== ACTIVITY A ==
In the genetic drift passage, write out everything from "For example, let" down to "the other fixed.", switching "offspring" to "pups" each time it appears.
== ACTIVITY B ==
Answer these from the genetic drift passage:
(i) Which scientist gave the principles of gene frequency fluctuations in small populations, and in what year?
(ii) Which blood group do American Indians lack?
(iii) Which two animals does the passage say became extinct due to genetic drift?

The American scientist Sewall Wright (1930) gave the principles of gene frequency fluctuations in small populations in his essay, Effect of population size.
According to genetic drift, in small, non-randomly mating populations gene frequencies are found to fluctuate purely by chance. Smaller the population, larger will be the fluctuation in gene frequency.
Genetic drift works on the principle of tossing of a coin. If a coin is tossed, then chances of getting heads and tail would be equal only if it is tossed for a large number of times, so that the standard error is low. But if the coin is tossed only few times, then standard error will go up and you may get head or tail any number of time.
Standard Error = square root of Pxq/n, where P=frequency of dominant gene (or head of a coin), q=frequency of recessive gene (or tail of a coin) and n=number of individuals in a population (or number of times the coin is tossed).
For example, let us imagine a small population of black hamsters; say only one pair, one MMand the other mutant Mm. If they can produce only 2 offspring, then the chance that the first offspring will be MMis 0.5 and that the second offspring will also be MMis also 0.5. The chance that both offspring will be MMis reduced to 0.5×0.5=0.25. In such a case the mutation m will be lost forever. Similarly, by chance both offspring can be Mm, in which case the mutation mwill have a chance to express in the next generation. Thus the population may drift towards losing or fixing a mutation purely by chance. Gene frequency will continue to fluctuate until one allele is lost and the other fixed.
Extinction of certain species, which are left with small populations, is known to be due to genetic drift, when lethal mutations are fixed, e.g. passenger pigeon and cheetah became extinct due to genetic drift that fixed lethal mutations. Carnivores usually have small populations and are affected by genetic drift. Human tribes that marry within their own communities also face genetic drift and accumulate lethal mutations.
Founders effect & Bottleneck effect: When a small population migrates to a new area, the frequency of genes is determined by the genetic drift (Mayr, 1963; Sheppard, 1960). For example, American Indians have no ‘B’ group in their blood. However, in Asia, which is the ancestral home of American Indians, ‘B’ group is widespread. The ancestral population of mongoloids that migrated across Bering strait to North America might have been very small and must be having all kinds of blood groups, but due to genetic drift, ‘O’ group has been fixed and ‘B’ group eliminated purely by chance.
Bottleneck effect is a phenomenon found in animals that follow seasonal cycle of dormancy and activity, such as insects, amphibians and a large number of invertebrates. During breeding season their populations are very large but as the adverse climate arrives majority of individuals are killed and very few manage to find protective shelters and undergo diapause to tide over adverse period. This small population then produces next generation by way of genetic drift.

== DATA TO EXAMINE ==
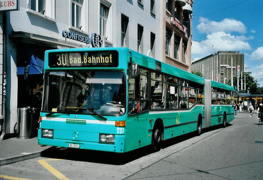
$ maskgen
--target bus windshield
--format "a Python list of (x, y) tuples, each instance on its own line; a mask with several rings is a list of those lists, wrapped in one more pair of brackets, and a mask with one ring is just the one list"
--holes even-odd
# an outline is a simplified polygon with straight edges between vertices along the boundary
[(104, 115), (125, 112), (123, 72), (48, 71), (45, 76), (43, 111), (68, 113), (93, 111)]

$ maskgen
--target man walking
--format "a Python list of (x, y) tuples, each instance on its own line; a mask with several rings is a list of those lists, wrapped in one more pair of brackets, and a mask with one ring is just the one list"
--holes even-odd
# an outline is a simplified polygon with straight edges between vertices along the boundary
[(242, 111), (242, 108), (243, 108), (243, 106), (242, 106), (243, 103), (241, 102), (241, 101), (240, 101), (239, 102), (239, 111), (241, 112)]

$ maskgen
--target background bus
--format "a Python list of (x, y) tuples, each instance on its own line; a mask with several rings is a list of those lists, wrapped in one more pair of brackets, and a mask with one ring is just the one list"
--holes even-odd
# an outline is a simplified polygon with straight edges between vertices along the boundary
[(40, 144), (156, 151), (234, 118), (233, 87), (127, 48), (49, 50), (45, 59)]

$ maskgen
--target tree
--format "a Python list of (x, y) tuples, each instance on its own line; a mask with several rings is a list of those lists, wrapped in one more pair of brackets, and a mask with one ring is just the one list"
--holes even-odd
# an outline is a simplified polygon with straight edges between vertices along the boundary
[[(254, 79), (253, 77), (246, 73), (242, 73), (242, 77), (243, 78), (243, 88), (245, 88), (245, 76), (246, 76), (246, 90), (248, 91), (251, 94), (256, 94), (261, 93), (260, 90), (258, 88), (258, 86), (259, 85), (258, 84), (258, 81), (256, 79)], [(233, 77), (233, 85), (234, 87), (237, 86), (237, 76), (236, 75)], [(239, 89), (241, 89), (241, 74), (239, 77)], [(228, 80), (227, 84), (231, 85), (231, 79)]]
[(192, 74), (195, 74), (196, 75), (197, 75), (198, 76), (200, 76), (200, 77), (203, 77), (204, 76), (203, 75), (203, 74), (200, 72), (200, 71), (197, 71), (196, 72), (195, 72), (194, 71), (192, 71), (191, 72)]

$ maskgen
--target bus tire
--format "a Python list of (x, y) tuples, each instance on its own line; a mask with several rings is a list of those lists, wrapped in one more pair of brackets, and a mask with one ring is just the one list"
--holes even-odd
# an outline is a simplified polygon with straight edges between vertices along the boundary
[(162, 130), (158, 129), (155, 130), (153, 132), (152, 149), (153, 152), (157, 152), (161, 150), (162, 133)]
[(224, 113), (224, 115), (223, 116), (223, 127), (226, 127), (226, 114), (225, 112)]
[(199, 116), (197, 120), (197, 128), (196, 129), (196, 134), (198, 136), (200, 136), (202, 133), (202, 117)]

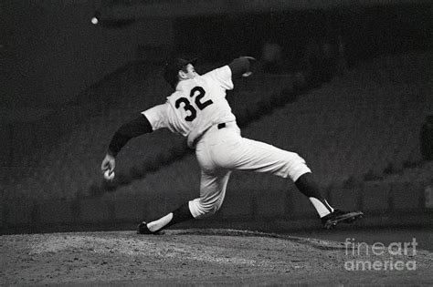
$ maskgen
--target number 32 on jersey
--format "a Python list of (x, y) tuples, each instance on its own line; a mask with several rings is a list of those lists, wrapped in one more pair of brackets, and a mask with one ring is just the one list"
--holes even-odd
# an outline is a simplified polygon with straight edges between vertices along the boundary
[(187, 97), (179, 97), (174, 105), (176, 108), (183, 108), (186, 112), (189, 112), (189, 115), (185, 118), (186, 121), (193, 121), (197, 117), (197, 109), (203, 110), (207, 106), (212, 105), (214, 102), (211, 99), (208, 99), (205, 102), (202, 101), (203, 97), (205, 97), (206, 91), (202, 87), (195, 87), (191, 89), (191, 93), (189, 93), (189, 97), (191, 97), (191, 101), (195, 103), (195, 107), (191, 104), (190, 99)]

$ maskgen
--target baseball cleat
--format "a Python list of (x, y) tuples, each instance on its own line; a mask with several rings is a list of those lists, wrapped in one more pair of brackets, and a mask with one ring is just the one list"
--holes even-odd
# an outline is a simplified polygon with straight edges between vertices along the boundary
[(146, 221), (143, 221), (137, 226), (137, 234), (155, 234), (147, 228)]
[(333, 213), (330, 213), (322, 218), (322, 224), (327, 230), (335, 227), (338, 223), (352, 223), (357, 220), (363, 219), (364, 213), (361, 211), (343, 211), (340, 210), (334, 210)]

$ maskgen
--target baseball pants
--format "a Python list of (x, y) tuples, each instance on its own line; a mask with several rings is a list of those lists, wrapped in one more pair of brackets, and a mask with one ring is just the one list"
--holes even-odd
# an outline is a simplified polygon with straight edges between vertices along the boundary
[(297, 153), (242, 138), (236, 122), (218, 128), (210, 128), (195, 147), (201, 168), (200, 198), (189, 201), (195, 218), (216, 212), (221, 207), (232, 170), (267, 172), (296, 181), (311, 172), (305, 160)]

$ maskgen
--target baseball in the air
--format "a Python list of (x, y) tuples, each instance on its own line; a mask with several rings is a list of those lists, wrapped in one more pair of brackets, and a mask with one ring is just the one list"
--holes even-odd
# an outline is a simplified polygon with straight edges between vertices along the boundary
[(105, 170), (104, 179), (106, 180), (112, 180), (114, 179), (114, 171), (110, 174), (110, 169)]

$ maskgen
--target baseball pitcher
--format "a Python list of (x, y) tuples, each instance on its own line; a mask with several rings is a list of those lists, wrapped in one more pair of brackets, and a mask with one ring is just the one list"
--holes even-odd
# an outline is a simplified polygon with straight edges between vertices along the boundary
[(201, 168), (200, 196), (159, 220), (140, 223), (138, 233), (155, 234), (173, 224), (214, 214), (223, 203), (230, 173), (236, 169), (291, 179), (308, 197), (326, 229), (364, 217), (360, 211), (346, 212), (331, 207), (305, 160), (297, 153), (241, 136), (226, 91), (233, 89), (233, 79), (251, 74), (254, 61), (253, 57), (241, 56), (198, 75), (194, 67), (196, 58), (170, 60), (164, 77), (174, 92), (165, 103), (142, 112), (115, 132), (101, 164), (102, 173), (114, 171), (116, 156), (131, 138), (164, 128), (187, 138)]

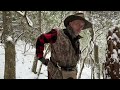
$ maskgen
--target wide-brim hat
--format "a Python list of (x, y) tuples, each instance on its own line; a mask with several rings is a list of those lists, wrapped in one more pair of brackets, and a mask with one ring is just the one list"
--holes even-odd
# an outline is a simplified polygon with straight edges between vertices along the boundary
[(84, 26), (83, 29), (87, 29), (87, 28), (91, 28), (92, 27), (92, 23), (84, 18), (84, 14), (83, 13), (76, 13), (74, 15), (68, 16), (64, 20), (64, 26), (67, 27), (69, 25), (69, 22), (72, 22), (74, 20), (83, 20), (85, 22), (85, 26)]

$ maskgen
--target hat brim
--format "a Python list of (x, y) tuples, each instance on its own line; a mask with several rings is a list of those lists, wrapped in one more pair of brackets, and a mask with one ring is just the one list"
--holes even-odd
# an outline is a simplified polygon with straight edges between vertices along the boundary
[(86, 20), (83, 17), (75, 16), (75, 15), (70, 15), (64, 20), (65, 27), (67, 27), (69, 25), (69, 22), (72, 22), (74, 20), (83, 20), (85, 22), (85, 26), (84, 26), (83, 30), (92, 27), (92, 23), (90, 23), (88, 20)]

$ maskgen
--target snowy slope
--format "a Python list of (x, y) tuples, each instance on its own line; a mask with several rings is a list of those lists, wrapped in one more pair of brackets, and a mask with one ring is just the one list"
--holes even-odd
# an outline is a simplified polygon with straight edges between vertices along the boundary
[[(4, 64), (5, 64), (5, 56), (4, 56), (4, 47), (0, 44), (0, 79), (4, 78)], [(24, 53), (24, 47), (25, 42), (18, 41), (16, 44), (16, 79), (36, 79), (37, 74), (34, 74), (31, 72), (33, 60), (34, 60), (34, 54), (35, 54), (35, 48), (30, 47), (29, 44), (27, 44), (26, 50), (28, 50), (26, 53)], [(47, 57), (50, 57), (50, 53), (47, 55)], [(39, 69), (41, 62), (38, 61), (37, 71)], [(78, 65), (78, 71), (79, 70)], [(81, 78), (82, 79), (90, 79), (90, 67), (88, 68), (85, 66), (83, 69), (83, 73)], [(39, 79), (47, 79), (47, 67), (42, 65), (41, 74), (39, 76)]]

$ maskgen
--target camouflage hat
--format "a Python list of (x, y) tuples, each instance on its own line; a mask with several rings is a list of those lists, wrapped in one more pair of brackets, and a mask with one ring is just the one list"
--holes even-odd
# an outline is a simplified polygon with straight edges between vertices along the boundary
[(92, 23), (84, 18), (84, 13), (76, 13), (74, 15), (68, 16), (64, 20), (64, 26), (67, 27), (69, 25), (69, 22), (72, 22), (74, 20), (83, 20), (85, 22), (85, 26), (84, 26), (83, 29), (87, 29), (87, 28), (91, 28), (92, 27)]

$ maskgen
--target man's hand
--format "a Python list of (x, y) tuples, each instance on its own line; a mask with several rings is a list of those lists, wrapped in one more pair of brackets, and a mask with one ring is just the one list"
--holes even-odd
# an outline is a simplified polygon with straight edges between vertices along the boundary
[(39, 59), (45, 66), (48, 65), (49, 59), (41, 58)]

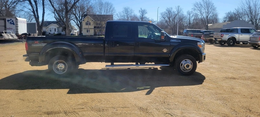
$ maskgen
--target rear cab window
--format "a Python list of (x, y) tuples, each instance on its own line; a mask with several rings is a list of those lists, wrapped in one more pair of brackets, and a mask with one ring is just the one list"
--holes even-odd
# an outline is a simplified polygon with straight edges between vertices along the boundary
[(113, 26), (113, 38), (132, 38), (132, 25), (130, 24), (115, 23)]
[(256, 36), (260, 36), (260, 31), (256, 31), (255, 32), (253, 33), (252, 35)]

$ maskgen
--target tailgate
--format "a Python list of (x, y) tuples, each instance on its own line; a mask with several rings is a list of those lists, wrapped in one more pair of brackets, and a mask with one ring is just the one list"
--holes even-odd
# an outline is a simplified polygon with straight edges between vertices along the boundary
[(260, 36), (255, 36), (254, 35), (250, 36), (249, 38), (249, 41), (251, 42), (257, 42), (259, 41), (259, 37)]
[(221, 33), (220, 32), (215, 32), (213, 35), (213, 38), (221, 38)]
[(204, 37), (205, 38), (213, 38), (214, 33), (212, 32), (205, 32), (204, 33)]

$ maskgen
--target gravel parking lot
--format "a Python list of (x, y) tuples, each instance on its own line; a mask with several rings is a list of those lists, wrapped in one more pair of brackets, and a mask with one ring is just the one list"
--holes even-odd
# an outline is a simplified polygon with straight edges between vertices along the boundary
[(58, 77), (24, 61), (24, 43), (5, 43), (0, 116), (260, 116), (260, 49), (249, 45), (206, 44), (206, 60), (190, 76), (92, 63)]

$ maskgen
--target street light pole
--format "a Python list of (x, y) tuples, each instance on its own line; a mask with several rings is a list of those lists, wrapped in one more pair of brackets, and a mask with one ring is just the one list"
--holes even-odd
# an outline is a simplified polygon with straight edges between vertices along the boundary
[(178, 33), (179, 32), (179, 8), (180, 7), (180, 5), (178, 6), (178, 21), (177, 22), (177, 35), (178, 35)]
[(157, 8), (157, 23), (158, 23), (158, 9), (159, 9), (159, 7), (158, 7), (158, 8)]

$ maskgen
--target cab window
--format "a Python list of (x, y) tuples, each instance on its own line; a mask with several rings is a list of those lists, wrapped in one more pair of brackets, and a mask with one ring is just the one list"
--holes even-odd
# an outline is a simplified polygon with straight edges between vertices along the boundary
[(160, 40), (160, 30), (151, 24), (138, 24), (138, 37), (139, 39), (149, 38)]
[(131, 25), (130, 24), (115, 24), (113, 26), (113, 38), (131, 38)]

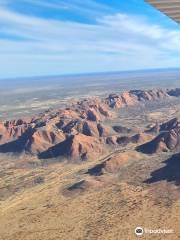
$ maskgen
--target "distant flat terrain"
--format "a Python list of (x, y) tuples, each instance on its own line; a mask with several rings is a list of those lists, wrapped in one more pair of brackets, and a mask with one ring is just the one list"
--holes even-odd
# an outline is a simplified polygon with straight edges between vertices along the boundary
[(180, 70), (153, 70), (0, 80), (0, 118), (12, 119), (74, 99), (130, 89), (179, 87)]

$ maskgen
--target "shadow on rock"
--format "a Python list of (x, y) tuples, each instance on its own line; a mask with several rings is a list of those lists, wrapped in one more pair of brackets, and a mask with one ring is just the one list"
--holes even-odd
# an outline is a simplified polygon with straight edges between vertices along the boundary
[(166, 166), (152, 172), (151, 178), (144, 182), (150, 184), (166, 180), (180, 186), (180, 153), (174, 154), (171, 158), (164, 161), (164, 163), (166, 163)]

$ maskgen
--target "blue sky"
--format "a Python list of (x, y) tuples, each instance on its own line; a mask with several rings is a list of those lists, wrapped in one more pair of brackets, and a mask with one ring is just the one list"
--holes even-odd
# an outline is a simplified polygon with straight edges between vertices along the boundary
[(180, 26), (143, 0), (0, 0), (0, 78), (180, 67)]

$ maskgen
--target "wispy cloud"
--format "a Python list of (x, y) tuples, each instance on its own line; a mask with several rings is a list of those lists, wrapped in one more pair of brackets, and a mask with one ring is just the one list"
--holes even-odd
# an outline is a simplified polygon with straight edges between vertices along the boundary
[[(45, 4), (57, 4), (52, 2)], [(72, 2), (80, 5), (78, 0)], [(98, 9), (95, 1), (87, 3)], [(175, 67), (179, 52), (180, 30), (151, 24), (143, 16), (118, 13), (84, 24), (0, 6), (0, 77)]]

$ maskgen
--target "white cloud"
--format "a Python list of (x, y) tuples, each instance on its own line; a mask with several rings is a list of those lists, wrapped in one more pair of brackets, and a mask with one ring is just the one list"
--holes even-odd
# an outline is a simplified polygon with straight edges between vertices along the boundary
[(179, 61), (180, 31), (143, 16), (119, 13), (83, 24), (0, 7), (2, 34), (25, 39), (0, 37), (0, 77), (177, 67)]

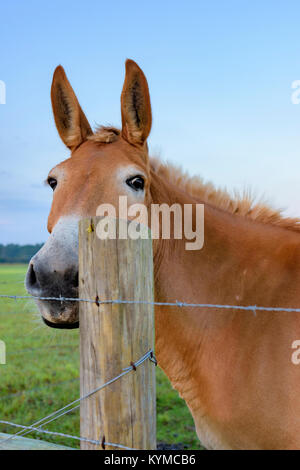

== EXERCISE RESULT A ==
For example, let us imagine a small population of black hamsters; say only one pair, one MMand the other mutant Mm. If they can produce only 2 pups, then the chance that the first pups will be MMis 0.5 and that the second pups will also be MMis also 0.5. The chance that both pups will be MMis reduced to 0.5×0.5=0.25. In such a case the mutation m will be lost forever. Similarly, by chance both pups can be Mm, in which case the mutation mwill have a chance to express in the next generation. Thus the population may drift towards losing or fixing a mutation purely by chance. Gene frequency will continue to fluctuate until one allele is lost and the other fixed.

== EXERCISE RESULT B ==
(i) Sewall Wright, in 1930
(ii) The 'B' group
(iii) The passenger pigeon and the cheetah